[Date Prev][Date Next][Thread Prev][Thread Next][Date Index][Thread Index]

Re: [HTCondor-users] condor_gpu_discovery: wrong amount of GPU memory



this is now ticket 6883

https://htcondor-wiki.cs.wisc.edu/index.cgi/tktview?tn=6883

 

NVIDIA added some fields near the beginning of the cudaDeviceProp structure, but neither the structure nor the API that fills it out has a version or size field. At present, the CUDA 10 runtime DLL is just writing past the end of the buffer that condor_gpu_discovery is passing it when we query device properties.

 

If anyone out there knows how to ask the NVIDIA runtime libraries what version of the cudaDeviceProp structure they are expecting please let us know.

 

-tj

 

From: HTCondor-users <htcondor-users-bounces@xxxxxxxxxxx> On Behalf Of Jens Schmaler
Sent: Sunday, January 27, 2019 11:41 PM
To: HTCondor-Users Mail List <htcondor-users@xxxxxxxxxxx>
Subject: Re: [HTCondor-users] condor_gpu_discovery: wrong amount of GPU memory

 

Thanks Michael, that sounds like it could be the reason for my issues. I assume that I could also build condor_gpu_discovery myself, linking against CUDA 10 to mitigate the problem. Can you (or anyone) confirm this?

• **AIM A**: Please state whether each statement agrees with the condor_gpu_discovery thread, answering yes or no and quoting the deciding words: (i) the problem is now tracked as ticket 6883; (ii) the cudaDeviceProp structure includes a size field; (iii) Jens Schmaler sent his message on a Sunday.
• **AIM B**: Pick up the condor_gpu_discovery thread after Jens Schmaler's last sentence and write the next part.
The entries come from a separate source and have nothing to do with the condor_gpu_discovery thread.

• **EXTRACTED DATA**:
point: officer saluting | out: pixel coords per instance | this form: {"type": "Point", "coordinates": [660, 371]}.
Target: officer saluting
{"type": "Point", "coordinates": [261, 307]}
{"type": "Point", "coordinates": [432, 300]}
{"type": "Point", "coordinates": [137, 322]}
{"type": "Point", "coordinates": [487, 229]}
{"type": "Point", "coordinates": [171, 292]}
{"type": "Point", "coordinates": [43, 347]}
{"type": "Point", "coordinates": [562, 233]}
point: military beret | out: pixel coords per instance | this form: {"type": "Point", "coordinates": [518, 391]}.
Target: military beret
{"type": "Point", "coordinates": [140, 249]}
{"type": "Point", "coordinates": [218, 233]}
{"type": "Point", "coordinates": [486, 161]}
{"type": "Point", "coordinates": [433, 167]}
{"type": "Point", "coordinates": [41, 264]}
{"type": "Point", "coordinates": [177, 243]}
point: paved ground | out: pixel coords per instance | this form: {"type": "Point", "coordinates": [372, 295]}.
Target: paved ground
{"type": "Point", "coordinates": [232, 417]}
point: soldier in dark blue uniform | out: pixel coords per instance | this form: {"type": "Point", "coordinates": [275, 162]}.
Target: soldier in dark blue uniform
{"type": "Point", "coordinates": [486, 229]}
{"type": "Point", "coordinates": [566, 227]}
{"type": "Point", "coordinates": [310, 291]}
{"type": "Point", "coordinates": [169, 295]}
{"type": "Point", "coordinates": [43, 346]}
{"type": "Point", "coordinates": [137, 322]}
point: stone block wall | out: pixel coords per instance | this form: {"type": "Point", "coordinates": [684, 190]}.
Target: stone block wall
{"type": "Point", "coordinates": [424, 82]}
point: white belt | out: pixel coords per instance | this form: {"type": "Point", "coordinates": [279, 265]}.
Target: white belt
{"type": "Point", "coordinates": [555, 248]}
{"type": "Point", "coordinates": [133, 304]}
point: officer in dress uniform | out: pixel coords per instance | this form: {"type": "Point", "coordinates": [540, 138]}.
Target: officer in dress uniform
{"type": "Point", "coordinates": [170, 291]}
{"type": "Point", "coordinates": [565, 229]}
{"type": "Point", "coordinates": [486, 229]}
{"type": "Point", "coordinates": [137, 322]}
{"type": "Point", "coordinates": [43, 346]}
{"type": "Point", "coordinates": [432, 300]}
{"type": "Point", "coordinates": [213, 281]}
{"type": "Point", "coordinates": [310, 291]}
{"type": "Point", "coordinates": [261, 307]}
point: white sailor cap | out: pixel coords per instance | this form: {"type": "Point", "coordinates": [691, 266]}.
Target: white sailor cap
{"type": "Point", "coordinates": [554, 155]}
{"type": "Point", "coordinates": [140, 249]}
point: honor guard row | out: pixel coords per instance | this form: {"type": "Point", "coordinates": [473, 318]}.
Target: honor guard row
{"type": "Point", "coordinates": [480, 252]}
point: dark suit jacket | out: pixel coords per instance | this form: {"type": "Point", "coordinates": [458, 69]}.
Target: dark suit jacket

• **WRITTEN REPLY A**:
(i) Yes: "this is now ticket 6883"
(ii) No: "neither the structure nor the API that fills it out has a version or size field"
(iii) Yes: "Sent: Sunday, January 27, 2019 11:41 PM"

• **WRITTEN REPLY B**:
 

On a slightly related note: I expected that I could use HTCondor 8.8’s gpu load monitoring to not only observe the gpu load created by the job, but also the overall gpu load of the system (e.g. to modify my START _expression_ such that gpu jobs are only scheduled when no interactive gpu jobs are running). However, I cannot find any variables in my machine ads (and neither in the docs) to use for this. Is this kind of thing supported at all?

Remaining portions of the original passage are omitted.